[START]
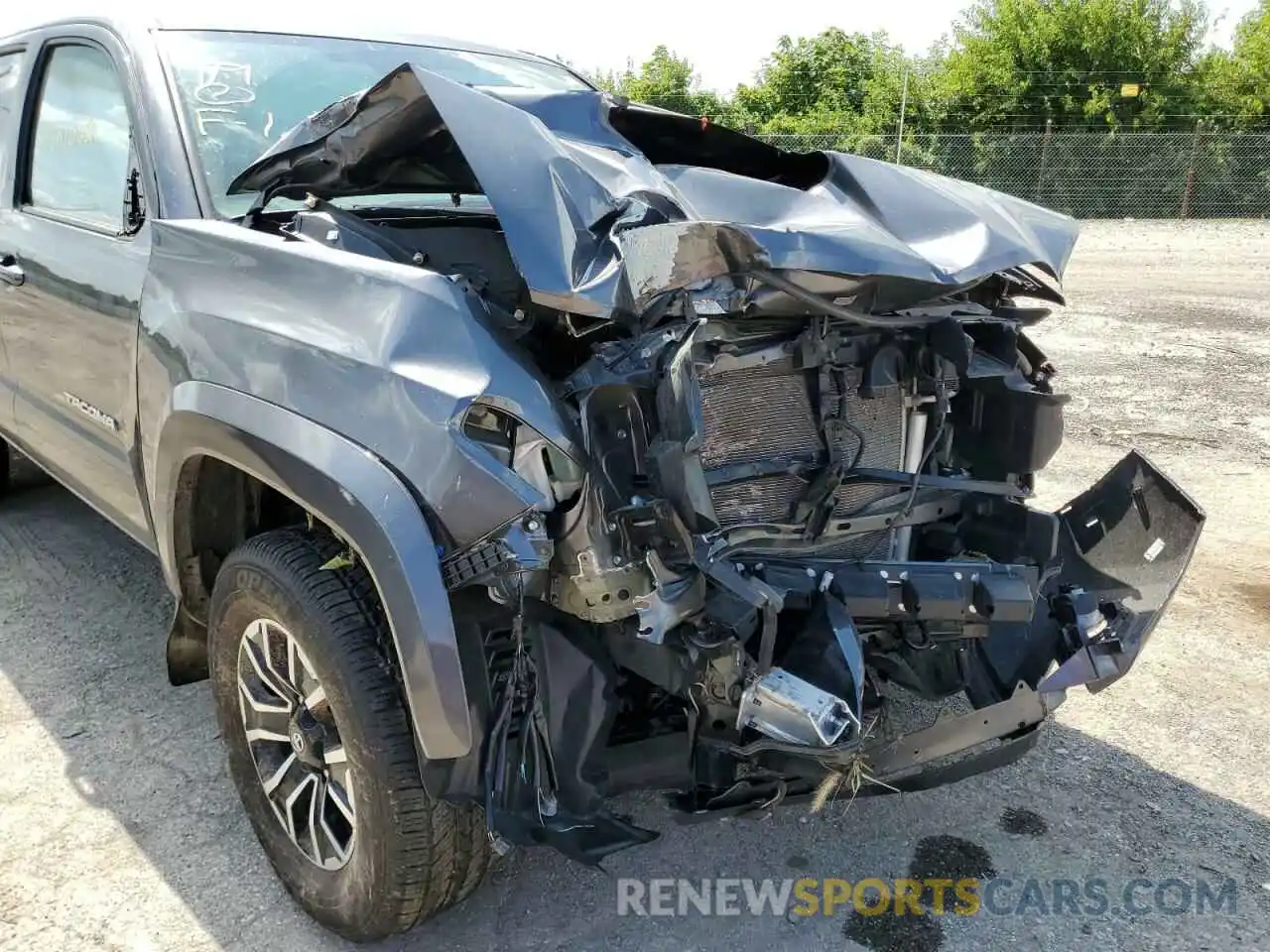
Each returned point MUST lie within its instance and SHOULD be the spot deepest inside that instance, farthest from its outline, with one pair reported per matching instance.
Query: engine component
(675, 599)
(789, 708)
[END]
[START]
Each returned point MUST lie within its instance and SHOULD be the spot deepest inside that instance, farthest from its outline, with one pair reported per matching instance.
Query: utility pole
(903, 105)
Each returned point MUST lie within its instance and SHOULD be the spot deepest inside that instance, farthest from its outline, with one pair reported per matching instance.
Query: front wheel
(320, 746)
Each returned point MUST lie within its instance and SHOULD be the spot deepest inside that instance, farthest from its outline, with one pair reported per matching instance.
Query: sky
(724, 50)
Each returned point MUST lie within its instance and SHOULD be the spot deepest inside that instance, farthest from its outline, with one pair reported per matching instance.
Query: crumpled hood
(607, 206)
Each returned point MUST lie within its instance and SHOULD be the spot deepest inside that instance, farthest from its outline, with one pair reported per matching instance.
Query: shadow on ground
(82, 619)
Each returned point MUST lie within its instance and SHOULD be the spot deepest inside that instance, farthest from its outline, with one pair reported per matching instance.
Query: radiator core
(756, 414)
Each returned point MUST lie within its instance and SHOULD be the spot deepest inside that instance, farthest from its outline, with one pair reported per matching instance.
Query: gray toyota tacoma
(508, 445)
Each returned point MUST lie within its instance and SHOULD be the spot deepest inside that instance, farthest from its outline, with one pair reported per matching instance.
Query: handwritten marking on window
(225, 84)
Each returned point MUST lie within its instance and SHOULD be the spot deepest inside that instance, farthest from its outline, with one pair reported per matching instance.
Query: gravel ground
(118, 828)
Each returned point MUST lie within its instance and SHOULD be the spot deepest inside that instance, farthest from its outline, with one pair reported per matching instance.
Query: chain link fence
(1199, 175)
[END]
[START]
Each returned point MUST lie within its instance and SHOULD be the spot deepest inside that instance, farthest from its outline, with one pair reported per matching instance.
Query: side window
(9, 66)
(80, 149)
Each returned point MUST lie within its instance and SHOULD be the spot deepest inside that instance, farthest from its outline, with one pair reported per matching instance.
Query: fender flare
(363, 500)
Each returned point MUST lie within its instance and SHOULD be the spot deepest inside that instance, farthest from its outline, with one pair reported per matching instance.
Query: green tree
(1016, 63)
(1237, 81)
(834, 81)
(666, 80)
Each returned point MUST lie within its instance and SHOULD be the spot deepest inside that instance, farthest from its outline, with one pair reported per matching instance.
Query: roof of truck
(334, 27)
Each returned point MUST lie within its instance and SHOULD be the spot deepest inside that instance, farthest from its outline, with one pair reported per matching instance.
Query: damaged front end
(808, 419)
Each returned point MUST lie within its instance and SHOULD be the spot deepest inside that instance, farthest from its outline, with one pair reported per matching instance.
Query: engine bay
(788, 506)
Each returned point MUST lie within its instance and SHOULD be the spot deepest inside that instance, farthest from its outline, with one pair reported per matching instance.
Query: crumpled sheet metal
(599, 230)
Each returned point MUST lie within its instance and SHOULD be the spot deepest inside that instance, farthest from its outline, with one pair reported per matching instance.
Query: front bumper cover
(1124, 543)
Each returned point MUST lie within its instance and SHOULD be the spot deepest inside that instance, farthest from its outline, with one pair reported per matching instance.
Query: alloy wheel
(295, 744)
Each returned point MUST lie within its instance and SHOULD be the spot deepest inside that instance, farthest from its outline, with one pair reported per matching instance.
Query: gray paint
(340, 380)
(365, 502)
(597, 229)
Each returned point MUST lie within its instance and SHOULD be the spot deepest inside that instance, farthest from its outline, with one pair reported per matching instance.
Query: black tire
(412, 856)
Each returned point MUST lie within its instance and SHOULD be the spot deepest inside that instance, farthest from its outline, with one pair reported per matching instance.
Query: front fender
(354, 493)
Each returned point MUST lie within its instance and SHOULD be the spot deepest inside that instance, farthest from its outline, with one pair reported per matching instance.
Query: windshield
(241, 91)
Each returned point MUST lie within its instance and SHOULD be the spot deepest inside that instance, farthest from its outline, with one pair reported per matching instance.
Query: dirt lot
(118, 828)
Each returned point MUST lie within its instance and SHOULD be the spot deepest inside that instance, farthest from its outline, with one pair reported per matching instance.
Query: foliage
[END]
▶ WHAT YOU WILL DO: Pick out every line in the records that contains the string "window", matching case exactly, and copy each of those lines.

▶ SOLUTION BELOW:
Query: handwritten marking on window
Query: side window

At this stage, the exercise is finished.